Extract all of the following lines and reproduce each one word for word.

Some records
§

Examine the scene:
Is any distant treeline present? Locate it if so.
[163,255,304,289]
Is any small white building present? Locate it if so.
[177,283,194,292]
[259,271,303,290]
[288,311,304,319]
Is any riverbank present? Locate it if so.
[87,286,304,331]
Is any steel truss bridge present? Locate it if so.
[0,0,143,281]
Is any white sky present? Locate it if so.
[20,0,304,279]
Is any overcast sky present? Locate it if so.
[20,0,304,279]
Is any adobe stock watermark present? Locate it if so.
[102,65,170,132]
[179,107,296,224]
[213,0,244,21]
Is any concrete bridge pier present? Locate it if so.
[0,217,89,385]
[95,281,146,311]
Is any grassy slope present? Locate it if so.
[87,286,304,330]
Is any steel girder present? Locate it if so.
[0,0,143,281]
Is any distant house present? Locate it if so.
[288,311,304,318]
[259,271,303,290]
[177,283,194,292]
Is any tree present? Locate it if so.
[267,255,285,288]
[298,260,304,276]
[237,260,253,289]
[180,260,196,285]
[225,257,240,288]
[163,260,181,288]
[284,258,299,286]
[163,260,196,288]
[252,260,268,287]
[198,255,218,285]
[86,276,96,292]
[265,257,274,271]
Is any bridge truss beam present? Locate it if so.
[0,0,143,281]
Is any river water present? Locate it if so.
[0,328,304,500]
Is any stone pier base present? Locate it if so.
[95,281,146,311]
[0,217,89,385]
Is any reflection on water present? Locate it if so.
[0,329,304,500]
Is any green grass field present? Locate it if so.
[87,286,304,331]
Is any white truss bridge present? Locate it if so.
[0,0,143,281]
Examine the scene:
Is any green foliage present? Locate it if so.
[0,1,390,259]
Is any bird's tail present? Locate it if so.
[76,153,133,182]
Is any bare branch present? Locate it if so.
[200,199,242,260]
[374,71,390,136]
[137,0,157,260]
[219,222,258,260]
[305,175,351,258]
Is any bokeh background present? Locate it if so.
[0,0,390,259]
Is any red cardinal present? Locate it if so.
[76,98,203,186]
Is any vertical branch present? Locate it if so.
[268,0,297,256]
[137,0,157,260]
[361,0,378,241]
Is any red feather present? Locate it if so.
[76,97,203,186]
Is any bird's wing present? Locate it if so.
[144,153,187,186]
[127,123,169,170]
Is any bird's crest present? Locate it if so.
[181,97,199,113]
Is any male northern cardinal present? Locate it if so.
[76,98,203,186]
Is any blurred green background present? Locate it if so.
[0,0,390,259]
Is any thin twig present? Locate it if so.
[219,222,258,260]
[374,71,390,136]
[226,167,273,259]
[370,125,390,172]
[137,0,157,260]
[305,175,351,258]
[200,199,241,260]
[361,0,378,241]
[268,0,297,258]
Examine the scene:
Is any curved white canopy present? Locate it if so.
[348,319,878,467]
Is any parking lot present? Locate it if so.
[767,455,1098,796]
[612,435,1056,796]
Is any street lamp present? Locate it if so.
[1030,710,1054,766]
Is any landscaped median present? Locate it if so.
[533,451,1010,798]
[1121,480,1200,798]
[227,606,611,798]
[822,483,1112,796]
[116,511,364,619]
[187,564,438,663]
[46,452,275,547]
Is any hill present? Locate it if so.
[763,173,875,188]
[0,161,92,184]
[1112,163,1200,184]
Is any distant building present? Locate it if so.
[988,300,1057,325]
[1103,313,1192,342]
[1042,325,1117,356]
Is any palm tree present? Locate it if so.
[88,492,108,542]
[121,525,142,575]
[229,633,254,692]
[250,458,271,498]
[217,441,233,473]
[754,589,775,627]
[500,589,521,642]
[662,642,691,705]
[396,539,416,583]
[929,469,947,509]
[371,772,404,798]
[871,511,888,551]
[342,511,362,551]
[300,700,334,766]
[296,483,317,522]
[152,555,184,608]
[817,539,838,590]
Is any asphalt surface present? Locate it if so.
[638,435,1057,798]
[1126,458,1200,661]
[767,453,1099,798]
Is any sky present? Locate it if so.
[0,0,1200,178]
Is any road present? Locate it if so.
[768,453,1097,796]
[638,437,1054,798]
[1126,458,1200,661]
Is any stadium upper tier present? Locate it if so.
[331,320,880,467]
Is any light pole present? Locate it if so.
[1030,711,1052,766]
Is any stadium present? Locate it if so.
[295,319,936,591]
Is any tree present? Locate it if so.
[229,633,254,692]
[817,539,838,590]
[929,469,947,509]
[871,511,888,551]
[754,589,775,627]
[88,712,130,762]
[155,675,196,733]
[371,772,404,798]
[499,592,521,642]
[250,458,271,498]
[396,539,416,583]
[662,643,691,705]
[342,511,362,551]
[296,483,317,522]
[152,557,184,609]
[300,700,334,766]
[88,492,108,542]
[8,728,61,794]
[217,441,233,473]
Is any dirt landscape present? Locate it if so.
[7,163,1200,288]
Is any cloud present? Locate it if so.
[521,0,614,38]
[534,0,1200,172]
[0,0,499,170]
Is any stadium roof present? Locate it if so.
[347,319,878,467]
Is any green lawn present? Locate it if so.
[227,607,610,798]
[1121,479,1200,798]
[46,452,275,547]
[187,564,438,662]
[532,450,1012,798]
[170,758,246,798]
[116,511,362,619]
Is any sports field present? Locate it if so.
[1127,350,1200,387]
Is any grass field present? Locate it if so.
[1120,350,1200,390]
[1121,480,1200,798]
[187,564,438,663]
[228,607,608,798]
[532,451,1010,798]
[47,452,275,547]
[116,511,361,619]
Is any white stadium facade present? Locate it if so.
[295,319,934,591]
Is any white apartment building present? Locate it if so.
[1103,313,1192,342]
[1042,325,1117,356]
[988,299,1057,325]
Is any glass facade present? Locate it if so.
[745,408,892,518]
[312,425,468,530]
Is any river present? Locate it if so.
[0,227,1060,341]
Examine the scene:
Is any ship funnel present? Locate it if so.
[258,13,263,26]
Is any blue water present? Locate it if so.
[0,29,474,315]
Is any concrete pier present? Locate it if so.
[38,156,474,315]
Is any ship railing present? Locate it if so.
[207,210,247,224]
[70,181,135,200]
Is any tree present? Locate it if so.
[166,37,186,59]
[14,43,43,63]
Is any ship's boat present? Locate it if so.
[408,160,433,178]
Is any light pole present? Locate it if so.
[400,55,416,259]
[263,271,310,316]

§

▶ FINAL RESULT
Examine the scene:
Is any distant treeline present? Locate it if so.
[163,255,304,289]
Is any small white building present? Locate it if so.
[177,283,194,292]
[259,271,303,290]
[288,311,304,319]
Is any riverbank present? Locate it if so.
[87,286,304,331]
Is any steel truss bridge present? Locate it if so.
[0,0,143,281]
Is any white sky present? Locate it if so.
[20,0,304,279]
Is any overcast sky present? Locate it if so.
[20,0,304,279]
Is any adobe stock watermark present? Locate it if so.
[102,65,170,132]
[179,107,296,224]
[213,0,244,21]
Is any concrete bridge pier present? Locate it if so.
[0,217,89,385]
[95,281,146,311]
Is any grassy slope present? Locate it if so.
[87,286,304,330]
Is any steel girder present? Locate it if so.
[0,0,143,281]
Is any distant house present? Locate it if so.
[288,311,304,318]
[259,271,303,290]
[177,283,194,292]
Is any tree present? Locate it if so.
[267,255,285,288]
[298,260,304,276]
[237,260,253,289]
[180,260,196,285]
[225,257,240,288]
[163,260,181,288]
[284,258,299,286]
[163,260,196,288]
[252,260,268,287]
[198,255,218,285]
[86,276,96,292]
[265,257,274,271]
Is any bridge truss beam present? Locate it if so.
[0,0,143,281]
Is any river water present? Locate it if so.
[0,328,304,500]
Is any stone pier base present? Locate it if so.
[95,281,146,311]
[0,217,89,385]
Is any reflection on water present? Locate it if so.
[0,329,304,500]
Is any green grass field present? Locate it if so.
[87,286,304,331]
Is any white truss bridge present? Locate it if so.
[0,0,143,281]
Examine the scene:
Is any green foliage present? Locate it if so.
[0,1,390,259]
Is any bird's tail present? Locate it if so.
[76,153,133,182]
Is any bare branch present? Locate it if so.
[200,199,242,260]
[374,71,390,136]
[137,0,157,260]
[219,222,258,260]
[305,175,351,258]
Is any bokeh background present? Locate it if so.
[0,0,390,259]
Is any red cardinal present? Locate it if so.
[76,98,203,186]
Is any vertical branch present? Locate it if so.
[268,0,297,256]
[137,0,157,260]
[361,0,378,241]
Is any red feather present? Locate it if so.
[76,97,203,186]
Is any bird's wing present? Locate it if so.
[144,153,187,186]
[127,123,169,170]
Is any bird's crest present? Locate it if so.
[181,97,199,113]
Is any male northern cardinal present? Locate it if so.
[76,98,203,186]
Is any blurred green background present? Locate it if so.
[0,0,390,259]
Is any thin twig present? Locate it if so.
[219,222,258,260]
[374,71,390,136]
[226,167,273,259]
[370,125,390,172]
[137,0,157,260]
[305,175,351,258]
[200,199,241,260]
[361,0,378,241]
[268,0,297,258]
Examine the scene:
Is any curved white canopy present? Locate it if so.
[348,319,878,467]
Is any parking lot present? Locate it if so.
[767,455,1098,796]
[612,435,1056,796]
Is any street lamp present? Locate it if so.
[1030,710,1054,766]
Is any landscaped median present? Locate it if so.
[533,451,1010,798]
[1121,480,1200,798]
[227,606,611,798]
[822,483,1112,796]
[116,511,364,619]
[187,564,438,663]
[46,452,275,547]
Is any hill present? Locate it if so.
[763,173,875,188]
[0,161,92,184]
[1112,163,1200,184]
Is any distant building present? Locate it if so.
[988,300,1057,325]
[1103,313,1192,342]
[1042,325,1117,356]
Is any palm tree present? Locate it if so.
[88,492,108,542]
[121,525,142,575]
[229,633,254,692]
[250,458,271,498]
[217,441,233,473]
[754,589,775,627]
[500,589,521,642]
[662,642,691,705]
[396,539,416,583]
[929,469,947,509]
[371,772,404,798]
[871,511,888,551]
[342,511,362,551]
[300,700,334,766]
[296,483,317,522]
[152,555,184,608]
[817,539,838,590]
Is any asphalt surface present? Locate it if so.
[638,435,1057,798]
[1126,458,1200,661]
[767,453,1099,798]
Is any sky present? Locate it if so.
[0,0,1200,178]
Is any road present? Locate it if so.
[768,453,1097,796]
[638,437,1054,798]
[1126,458,1200,661]
Is any stadium upper tier present? Locate it if so.
[331,320,880,467]
Is any light pole present? Locate it if so.
[1030,711,1052,766]
Is any stadium present? Locate it if so.
[295,319,936,591]
Is any tree present? Locate it if so.
[229,633,254,692]
[817,539,838,590]
[929,469,947,509]
[871,511,888,551]
[754,589,775,627]
[88,712,130,762]
[155,675,196,733]
[371,772,404,798]
[499,592,521,642]
[250,458,271,498]
[396,539,416,583]
[662,643,691,705]
[342,511,362,551]
[296,483,317,522]
[152,557,184,609]
[300,700,334,766]
[88,492,108,542]
[8,728,61,794]
[217,441,233,473]
Is any dirt landscape present? Locate it if so.
[7,163,1200,288]
Is any cloud present? Locate it if so.
[521,0,614,38]
[534,0,1200,172]
[0,0,499,170]
Is any stadium roof present? Locate it if so.
[347,319,878,467]
Is any green lawn present? Locate it if so.
[227,607,610,798]
[1121,479,1200,798]
[46,452,275,547]
[187,564,438,662]
[532,450,1012,798]
[170,758,246,798]
[116,511,362,619]
Is any sports field present? Locate it if so.
[1127,350,1200,387]
Is any grass field present? Locate it if so.
[1120,350,1200,390]
[1121,480,1200,798]
[187,564,438,663]
[228,607,608,798]
[532,451,1010,798]
[47,452,275,547]
[116,511,361,619]
Is any white stadium facade present? Locate it if so.
[295,319,934,591]
Is any white apartment building present? Locate it if so.
[1103,313,1192,342]
[1042,325,1117,356]
[988,299,1057,325]
Is any glass facade present? Locate it if so.
[745,408,892,518]
[312,425,468,530]
Is any river present? Locate it if so.
[0,227,1060,341]
Examine the scene:
Is any ship funnel present? Locate it if so.
[258,13,263,26]
Is any blue water present? Locate it if so.
[0,29,474,315]
Is any concrete pier present? Locate it if so.
[38,156,474,315]
Is any ship railing present? Locate it if so.
[207,210,247,224]
[70,181,135,200]
Is any tree present? Locate it if so.
[166,37,186,59]
[14,43,43,63]
Is any ship's boat present? Locate it if so.
[408,160,433,178]
Is any light pole present? Locate it if so.
[400,55,416,259]
[263,271,310,316]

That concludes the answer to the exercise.